● **Document section**:
Australian artist Haughton Forrest. who died in 1925, is hardly a household name. But it is worth looking at his landscapes, deftly rendered and composed. They strike me as worthy companions to the works of Constable, Turner, and Homer. Much to appreciate here.

Like many performance venues in these days of covid-19, the Metroopolitan Opera found its main stage shut down. The venerable institution came up with a creative solution: it is streaming encore presentations online while the curtains are down. The project began on March 16 with a 2010 performance of Bizet's "Carmen" and is following up with other gems. The performances start at 7:30 pm snd stay online at the Met's site for 23 hours. Included will be 14 years of operatic gems from their Live in HD Series. Significantly for music lovers, the listening is free. (Thanks to NM for this.)

Boston photographer Benjamin Zagorsky has gifted us with these powerful photographs of what happens to a major university campus during a lockdown like the current one. Those of us who are used to the bustling enthusiasm of Harvard during its usual campus mayhem may find it hard to believe our eyes.

● **Instructions for the task**:
According to the arts blog excerpt, how long does each streamed Met performance stay online?

[Stored entries]
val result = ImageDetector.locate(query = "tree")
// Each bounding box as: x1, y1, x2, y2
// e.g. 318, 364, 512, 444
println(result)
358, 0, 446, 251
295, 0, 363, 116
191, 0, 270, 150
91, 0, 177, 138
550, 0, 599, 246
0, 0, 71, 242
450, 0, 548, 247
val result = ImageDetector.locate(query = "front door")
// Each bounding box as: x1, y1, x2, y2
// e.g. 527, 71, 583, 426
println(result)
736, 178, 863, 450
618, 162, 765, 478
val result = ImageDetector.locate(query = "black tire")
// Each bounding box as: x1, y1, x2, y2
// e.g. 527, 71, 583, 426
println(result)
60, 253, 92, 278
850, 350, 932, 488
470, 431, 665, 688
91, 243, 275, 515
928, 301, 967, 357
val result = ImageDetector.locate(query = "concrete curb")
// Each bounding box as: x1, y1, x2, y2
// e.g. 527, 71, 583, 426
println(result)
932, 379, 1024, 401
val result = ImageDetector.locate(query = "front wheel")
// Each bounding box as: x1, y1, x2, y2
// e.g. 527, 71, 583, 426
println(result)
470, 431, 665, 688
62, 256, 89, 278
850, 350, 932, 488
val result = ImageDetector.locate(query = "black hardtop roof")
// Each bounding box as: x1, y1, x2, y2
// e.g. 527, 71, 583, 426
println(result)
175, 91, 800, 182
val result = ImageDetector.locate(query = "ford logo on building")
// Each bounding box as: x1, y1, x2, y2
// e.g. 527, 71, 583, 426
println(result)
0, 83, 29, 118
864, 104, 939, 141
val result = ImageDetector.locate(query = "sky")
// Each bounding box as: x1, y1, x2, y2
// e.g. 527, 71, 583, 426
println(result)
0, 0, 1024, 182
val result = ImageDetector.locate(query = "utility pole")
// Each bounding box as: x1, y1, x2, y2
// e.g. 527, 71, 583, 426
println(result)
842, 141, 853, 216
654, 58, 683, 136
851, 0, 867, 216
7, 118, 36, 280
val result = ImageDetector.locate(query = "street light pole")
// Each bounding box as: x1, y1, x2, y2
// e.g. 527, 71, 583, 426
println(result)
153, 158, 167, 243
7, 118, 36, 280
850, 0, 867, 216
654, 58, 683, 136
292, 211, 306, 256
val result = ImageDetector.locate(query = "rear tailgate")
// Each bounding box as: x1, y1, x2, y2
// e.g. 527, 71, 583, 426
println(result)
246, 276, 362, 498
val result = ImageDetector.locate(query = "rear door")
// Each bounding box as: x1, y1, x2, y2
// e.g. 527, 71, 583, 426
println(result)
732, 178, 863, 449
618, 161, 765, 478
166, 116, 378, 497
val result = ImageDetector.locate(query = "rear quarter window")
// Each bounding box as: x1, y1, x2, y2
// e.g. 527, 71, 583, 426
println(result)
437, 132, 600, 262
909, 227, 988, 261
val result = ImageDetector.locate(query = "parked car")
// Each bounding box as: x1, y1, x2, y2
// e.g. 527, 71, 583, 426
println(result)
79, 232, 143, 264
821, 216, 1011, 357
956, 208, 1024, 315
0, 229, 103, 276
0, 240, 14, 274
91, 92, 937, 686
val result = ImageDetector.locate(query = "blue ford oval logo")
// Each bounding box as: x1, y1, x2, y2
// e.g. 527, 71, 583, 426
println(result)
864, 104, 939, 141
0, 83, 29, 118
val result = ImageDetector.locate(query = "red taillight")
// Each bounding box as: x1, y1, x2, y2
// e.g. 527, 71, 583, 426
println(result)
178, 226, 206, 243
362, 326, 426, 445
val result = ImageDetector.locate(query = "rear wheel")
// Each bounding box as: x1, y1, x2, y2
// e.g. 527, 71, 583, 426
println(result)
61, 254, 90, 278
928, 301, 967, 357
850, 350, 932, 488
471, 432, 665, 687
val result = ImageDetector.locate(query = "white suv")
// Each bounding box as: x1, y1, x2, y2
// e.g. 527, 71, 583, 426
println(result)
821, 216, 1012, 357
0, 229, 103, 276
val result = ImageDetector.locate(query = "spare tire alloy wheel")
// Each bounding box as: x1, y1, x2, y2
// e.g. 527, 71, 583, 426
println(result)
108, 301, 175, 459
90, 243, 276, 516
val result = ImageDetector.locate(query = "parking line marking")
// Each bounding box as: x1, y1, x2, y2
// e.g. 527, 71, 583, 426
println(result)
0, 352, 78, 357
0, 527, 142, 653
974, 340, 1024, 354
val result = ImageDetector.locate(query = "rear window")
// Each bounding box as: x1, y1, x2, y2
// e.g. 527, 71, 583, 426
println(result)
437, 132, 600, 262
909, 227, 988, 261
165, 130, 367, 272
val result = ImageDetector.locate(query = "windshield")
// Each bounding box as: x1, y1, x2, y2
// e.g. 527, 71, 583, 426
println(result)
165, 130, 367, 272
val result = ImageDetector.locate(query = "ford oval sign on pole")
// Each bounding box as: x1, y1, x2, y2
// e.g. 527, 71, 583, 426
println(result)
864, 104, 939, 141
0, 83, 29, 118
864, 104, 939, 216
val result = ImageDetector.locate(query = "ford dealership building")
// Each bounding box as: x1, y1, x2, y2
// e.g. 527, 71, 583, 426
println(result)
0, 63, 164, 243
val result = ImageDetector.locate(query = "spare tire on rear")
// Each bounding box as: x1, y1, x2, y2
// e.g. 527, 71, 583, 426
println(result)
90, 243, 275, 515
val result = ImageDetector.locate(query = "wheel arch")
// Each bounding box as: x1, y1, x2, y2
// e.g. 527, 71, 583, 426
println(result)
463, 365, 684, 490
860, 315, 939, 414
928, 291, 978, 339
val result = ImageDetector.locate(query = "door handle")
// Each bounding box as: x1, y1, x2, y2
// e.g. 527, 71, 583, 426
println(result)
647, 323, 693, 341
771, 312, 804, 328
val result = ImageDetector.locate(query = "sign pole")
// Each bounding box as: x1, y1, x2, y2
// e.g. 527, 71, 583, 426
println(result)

● **Output of the exercise**:
Each performance stays online at the Met's site for 23 hours.